- DIRECTIONS -
Reproduce verbatim the lines of the listing from the one containing "Spot the blue" through the one containing "[[212, 320], [267, 321], [188, 320]]", both lines included, and nothing else.

- RECORDS FOR THE EXERCISE -
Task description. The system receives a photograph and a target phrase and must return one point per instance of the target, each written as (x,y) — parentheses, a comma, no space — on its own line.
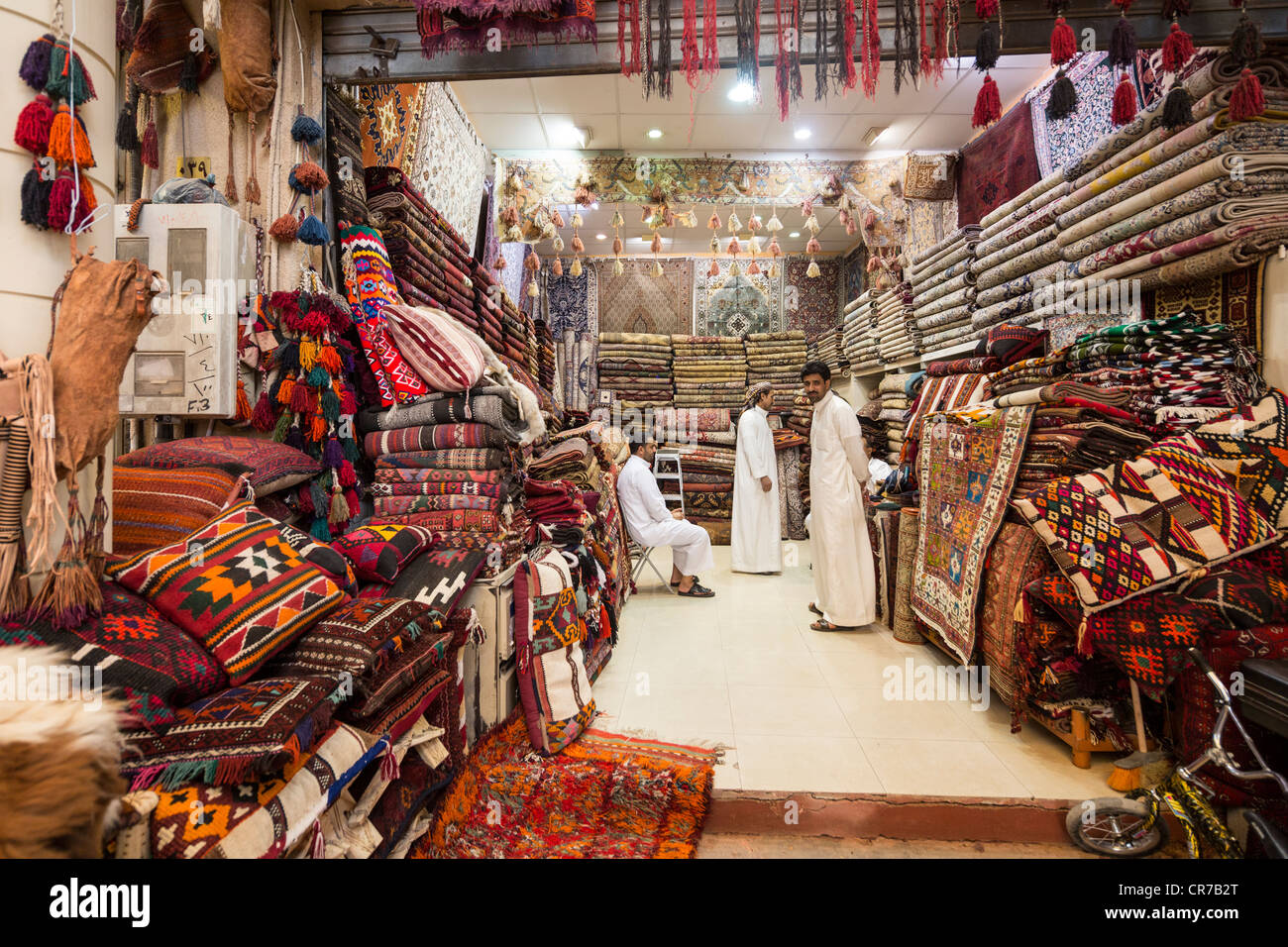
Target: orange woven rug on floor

==

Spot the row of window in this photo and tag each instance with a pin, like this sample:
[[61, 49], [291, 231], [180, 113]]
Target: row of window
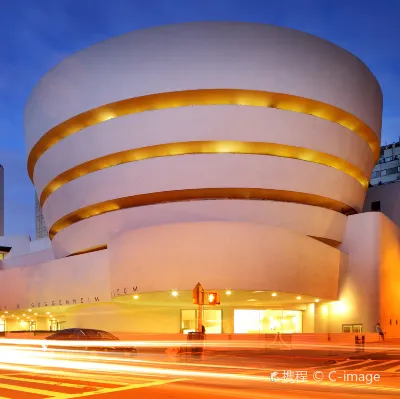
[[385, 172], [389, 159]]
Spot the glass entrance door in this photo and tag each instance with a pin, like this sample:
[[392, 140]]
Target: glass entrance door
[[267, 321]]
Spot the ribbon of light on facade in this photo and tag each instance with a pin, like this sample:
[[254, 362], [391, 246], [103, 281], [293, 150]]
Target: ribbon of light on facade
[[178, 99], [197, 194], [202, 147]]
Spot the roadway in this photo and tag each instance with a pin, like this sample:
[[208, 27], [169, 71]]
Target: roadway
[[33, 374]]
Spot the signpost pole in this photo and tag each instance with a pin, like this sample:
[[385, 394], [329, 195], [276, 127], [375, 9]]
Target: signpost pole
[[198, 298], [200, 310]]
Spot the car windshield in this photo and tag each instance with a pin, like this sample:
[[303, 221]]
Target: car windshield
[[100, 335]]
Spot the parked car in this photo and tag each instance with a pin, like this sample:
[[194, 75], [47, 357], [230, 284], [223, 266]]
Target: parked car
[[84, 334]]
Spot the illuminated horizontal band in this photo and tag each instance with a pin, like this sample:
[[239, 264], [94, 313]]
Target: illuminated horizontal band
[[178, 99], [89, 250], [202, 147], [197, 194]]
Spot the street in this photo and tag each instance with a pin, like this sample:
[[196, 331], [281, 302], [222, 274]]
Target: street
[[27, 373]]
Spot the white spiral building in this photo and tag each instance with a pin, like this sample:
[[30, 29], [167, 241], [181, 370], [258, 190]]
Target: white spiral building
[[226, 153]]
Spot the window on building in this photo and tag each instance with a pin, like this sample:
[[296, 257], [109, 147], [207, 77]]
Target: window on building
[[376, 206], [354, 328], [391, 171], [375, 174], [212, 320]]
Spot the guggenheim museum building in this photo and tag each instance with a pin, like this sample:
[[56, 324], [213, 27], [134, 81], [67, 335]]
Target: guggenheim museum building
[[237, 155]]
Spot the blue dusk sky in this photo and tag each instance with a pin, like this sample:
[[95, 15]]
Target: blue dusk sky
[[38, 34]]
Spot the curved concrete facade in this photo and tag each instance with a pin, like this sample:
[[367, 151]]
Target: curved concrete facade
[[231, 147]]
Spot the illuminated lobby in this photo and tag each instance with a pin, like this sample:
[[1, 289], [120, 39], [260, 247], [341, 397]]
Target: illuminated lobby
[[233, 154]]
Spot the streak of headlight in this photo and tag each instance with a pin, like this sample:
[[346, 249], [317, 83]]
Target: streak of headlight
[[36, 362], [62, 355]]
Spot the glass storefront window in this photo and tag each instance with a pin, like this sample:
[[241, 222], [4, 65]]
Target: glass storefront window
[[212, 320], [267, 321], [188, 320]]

==

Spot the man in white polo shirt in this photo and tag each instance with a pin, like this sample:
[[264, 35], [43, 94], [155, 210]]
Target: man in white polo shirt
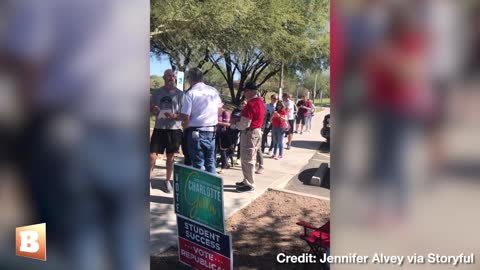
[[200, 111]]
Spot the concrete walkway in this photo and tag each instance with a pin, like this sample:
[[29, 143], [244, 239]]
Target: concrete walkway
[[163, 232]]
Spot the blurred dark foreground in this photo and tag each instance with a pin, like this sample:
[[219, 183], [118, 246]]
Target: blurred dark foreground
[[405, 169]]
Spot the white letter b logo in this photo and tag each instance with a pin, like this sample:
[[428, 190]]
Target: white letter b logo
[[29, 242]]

- WRITTEN ANSWER -
Spot the blue dusk sky in this photo and tag each instance with a pin, like this sample:
[[95, 15]]
Target: blue dusk sky
[[38, 34]]
Spot the curved concrete facade in this photo and tag each instance with a pin, like this sample:
[[367, 151]]
Target: curved concrete facade
[[231, 147]]
Spot the illuminated lobby in this photo and tag each instance with a pin, like this sample:
[[1, 289], [120, 39], [260, 247], [341, 397]]
Target: illuminated lobby
[[233, 154]]
Spot the streak of headlight in this photo and tag each instance with a pin, like this sample:
[[346, 249], [317, 83]]
Target: streak of headlight
[[36, 362], [62, 355]]
Spot the glass storefront window in this photo and tag each instance with a pin, like this sample:
[[241, 222], [4, 65]]
Target: glass storefront window
[[212, 320], [267, 321], [188, 320]]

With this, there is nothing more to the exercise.